OBIETTIVO DEL COMPITO
Riporta alla lettera il passo del testo sugli hacker e i dispositivi medici compreso tra "Anche l'Oak Ridge" e "vengano questi studi!", estremi inclusi.

TESTO DELLA PAGINA
Ormai lo sappiamo: un sistema informatico mal protetto può capitare nelle mani degli hacker, che potrebbero manometterlo, disattivarlo, cancellare dati, o fargli fare cose che non si vorrebbero.
Ma qualcuno aveva mai pensato che un hacker potrebbe anche manomettere un dispositivo medico, mettendo potenzialmente in pericolo delle vite?
Nel 2008, un gruppo di ricercatori dell'università di Washington, della Harvard Medical School e dell'università del Massachusetts hanno documentato di essere riusciti ad accedere da remoto ad un defibrillatore cardiaco, rubando dati personali del paziente e inducendo ritmi cardiaci potenzialmente letali. Da allora, stanno lavorando a soluzioni per evitare che questo possa realmente accadere per opera di malintenzionati.
Anche l'Oak Ridge National Laboratory del Tennessee ci sta lavorando. Le idee più comuni finora sono quelle di proteggere con della crittografia le comunicazioni senza fili, e di proteggere defibrillatori e pacemaker con delle password. Visto che però il medico deve poter accedere a questi dispositivi anche se il paziente fosse incosciente e ricoverato d'urgenza, la password deve essere facilmente reperibile. Si parla quindi di applicare un tatuaggio, visibile con luce UV, contenente un codice a barre con i codici necessari.
Insomma, se andiamo avanti così, saremo dei veri e propri cyborg, con codici tatuati sul corpo. Ma se può salvare delle vite, direi proprio che è opportuno. E ben vengano questi studi!

SEZIONE DATI
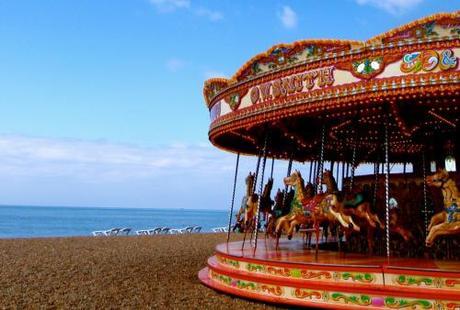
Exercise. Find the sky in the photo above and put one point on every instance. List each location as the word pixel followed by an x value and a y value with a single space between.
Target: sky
pixel 101 100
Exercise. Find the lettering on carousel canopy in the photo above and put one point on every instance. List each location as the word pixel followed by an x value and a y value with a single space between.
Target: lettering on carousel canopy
pixel 292 84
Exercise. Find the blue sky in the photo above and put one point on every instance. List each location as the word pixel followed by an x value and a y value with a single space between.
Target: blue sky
pixel 101 100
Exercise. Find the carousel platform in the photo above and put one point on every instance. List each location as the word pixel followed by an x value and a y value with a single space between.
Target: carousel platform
pixel 292 276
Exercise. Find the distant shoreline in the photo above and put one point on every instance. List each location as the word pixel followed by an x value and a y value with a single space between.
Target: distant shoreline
pixel 114 208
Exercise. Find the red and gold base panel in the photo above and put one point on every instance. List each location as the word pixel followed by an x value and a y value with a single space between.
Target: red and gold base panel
pixel 293 275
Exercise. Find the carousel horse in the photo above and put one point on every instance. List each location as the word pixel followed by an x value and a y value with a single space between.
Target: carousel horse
pixel 446 222
pixel 266 202
pixel 248 204
pixel 359 207
pixel 309 209
pixel 275 213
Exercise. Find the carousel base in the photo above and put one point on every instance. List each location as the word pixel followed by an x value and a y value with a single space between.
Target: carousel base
pixel 293 276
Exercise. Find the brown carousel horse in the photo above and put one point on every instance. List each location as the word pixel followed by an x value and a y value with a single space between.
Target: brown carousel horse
pixel 309 209
pixel 247 210
pixel 359 209
pixel 250 205
pixel 275 213
pixel 446 222
pixel 266 202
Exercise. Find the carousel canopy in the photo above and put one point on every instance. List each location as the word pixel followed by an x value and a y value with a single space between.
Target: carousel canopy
pixel 405 81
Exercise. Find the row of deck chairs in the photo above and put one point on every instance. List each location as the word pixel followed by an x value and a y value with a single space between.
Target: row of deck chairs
pixel 167 230
pixel 112 232
pixel 220 229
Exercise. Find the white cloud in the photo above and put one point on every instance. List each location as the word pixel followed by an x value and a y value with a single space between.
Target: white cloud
pixel 170 5
pixel 175 64
pixel 288 17
pixel 94 161
pixel 394 7
pixel 210 14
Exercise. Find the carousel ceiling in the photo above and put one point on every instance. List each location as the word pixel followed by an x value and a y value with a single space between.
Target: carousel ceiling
pixel 405 82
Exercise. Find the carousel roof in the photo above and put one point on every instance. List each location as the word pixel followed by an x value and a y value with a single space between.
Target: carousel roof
pixel 406 80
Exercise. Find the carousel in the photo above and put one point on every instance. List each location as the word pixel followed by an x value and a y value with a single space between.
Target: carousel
pixel 330 238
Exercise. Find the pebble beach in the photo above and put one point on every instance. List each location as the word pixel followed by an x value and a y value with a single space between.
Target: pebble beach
pixel 157 272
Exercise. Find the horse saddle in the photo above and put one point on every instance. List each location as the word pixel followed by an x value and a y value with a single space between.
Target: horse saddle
pixel 452 213
pixel 356 201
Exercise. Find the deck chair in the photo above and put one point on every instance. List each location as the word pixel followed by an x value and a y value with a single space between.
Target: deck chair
pixel 125 231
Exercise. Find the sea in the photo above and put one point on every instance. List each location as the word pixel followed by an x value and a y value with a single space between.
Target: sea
pixel 41 221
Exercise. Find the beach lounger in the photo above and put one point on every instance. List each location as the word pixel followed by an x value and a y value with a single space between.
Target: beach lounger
pixel 175 231
pixel 124 231
pixel 164 230
pixel 112 232
pixel 99 233
pixel 155 231
pixel 186 230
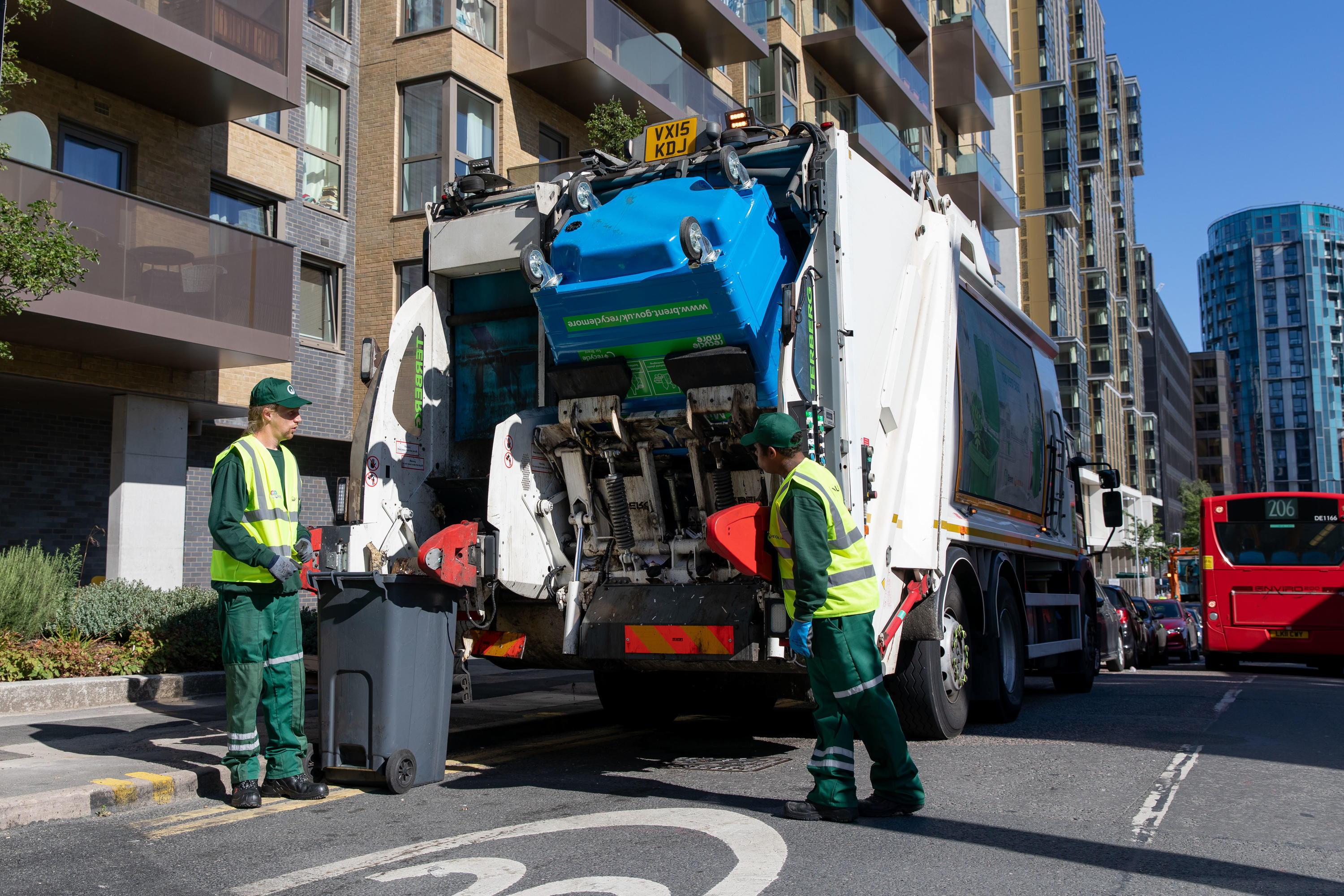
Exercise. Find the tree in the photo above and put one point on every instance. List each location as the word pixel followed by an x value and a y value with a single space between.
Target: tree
pixel 1193 493
pixel 609 127
pixel 38 253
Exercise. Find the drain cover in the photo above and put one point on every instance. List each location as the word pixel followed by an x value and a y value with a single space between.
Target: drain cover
pixel 711 763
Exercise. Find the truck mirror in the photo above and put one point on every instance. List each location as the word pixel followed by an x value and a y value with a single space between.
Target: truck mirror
pixel 1112 509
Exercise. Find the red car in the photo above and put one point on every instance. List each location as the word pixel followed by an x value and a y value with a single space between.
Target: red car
pixel 1182 637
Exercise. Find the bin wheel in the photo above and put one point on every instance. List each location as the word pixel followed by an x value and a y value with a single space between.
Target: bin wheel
pixel 401 771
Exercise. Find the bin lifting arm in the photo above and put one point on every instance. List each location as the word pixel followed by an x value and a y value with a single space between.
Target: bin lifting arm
pixel 444 555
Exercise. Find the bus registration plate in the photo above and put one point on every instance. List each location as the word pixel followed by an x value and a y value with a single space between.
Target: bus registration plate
pixel 670 140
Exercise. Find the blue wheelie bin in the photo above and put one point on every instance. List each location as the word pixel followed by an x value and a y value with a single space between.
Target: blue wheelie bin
pixel 386 669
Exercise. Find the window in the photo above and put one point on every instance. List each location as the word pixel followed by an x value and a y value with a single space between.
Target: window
pixel 474 18
pixel 773 88
pixel 318 302
pixel 328 14
pixel 323 140
pixel 92 156
pixel 267 121
pixel 551 146
pixel 244 209
pixel 468 128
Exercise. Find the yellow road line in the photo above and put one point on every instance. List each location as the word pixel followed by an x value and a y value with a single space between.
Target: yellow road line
pixel 123 792
pixel 202 818
pixel 164 788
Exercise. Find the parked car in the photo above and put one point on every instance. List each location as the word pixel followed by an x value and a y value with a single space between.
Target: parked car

RISULTATO DEL COMPITO
Anche l'Oak Ridge National Laboratory del Tennessee ci sta lavorando. Le idee più comuni finora sono quelle di proteggere con della crittografia le comunicazioni senza fili, e di proteggere defibrillatori e pacemaker con delle password. Visto che però il medico deve poter accedere a questi dispositivi anche se il paziente fosse incosciente e ricoverato d'urgenza, la password deve essere facilmente reperibile. Si parla quindi di applicare un tatuaggio, visibile con luce UV, contenente un codice a barre con i codici necessari.
Insomma, se andiamo avanti così, saremo dei veri e propri cyborg, con codici tatuati sul corpo. Ma se può salvare delle vite, direi proprio che è opportuno. E ben vengano questi studi!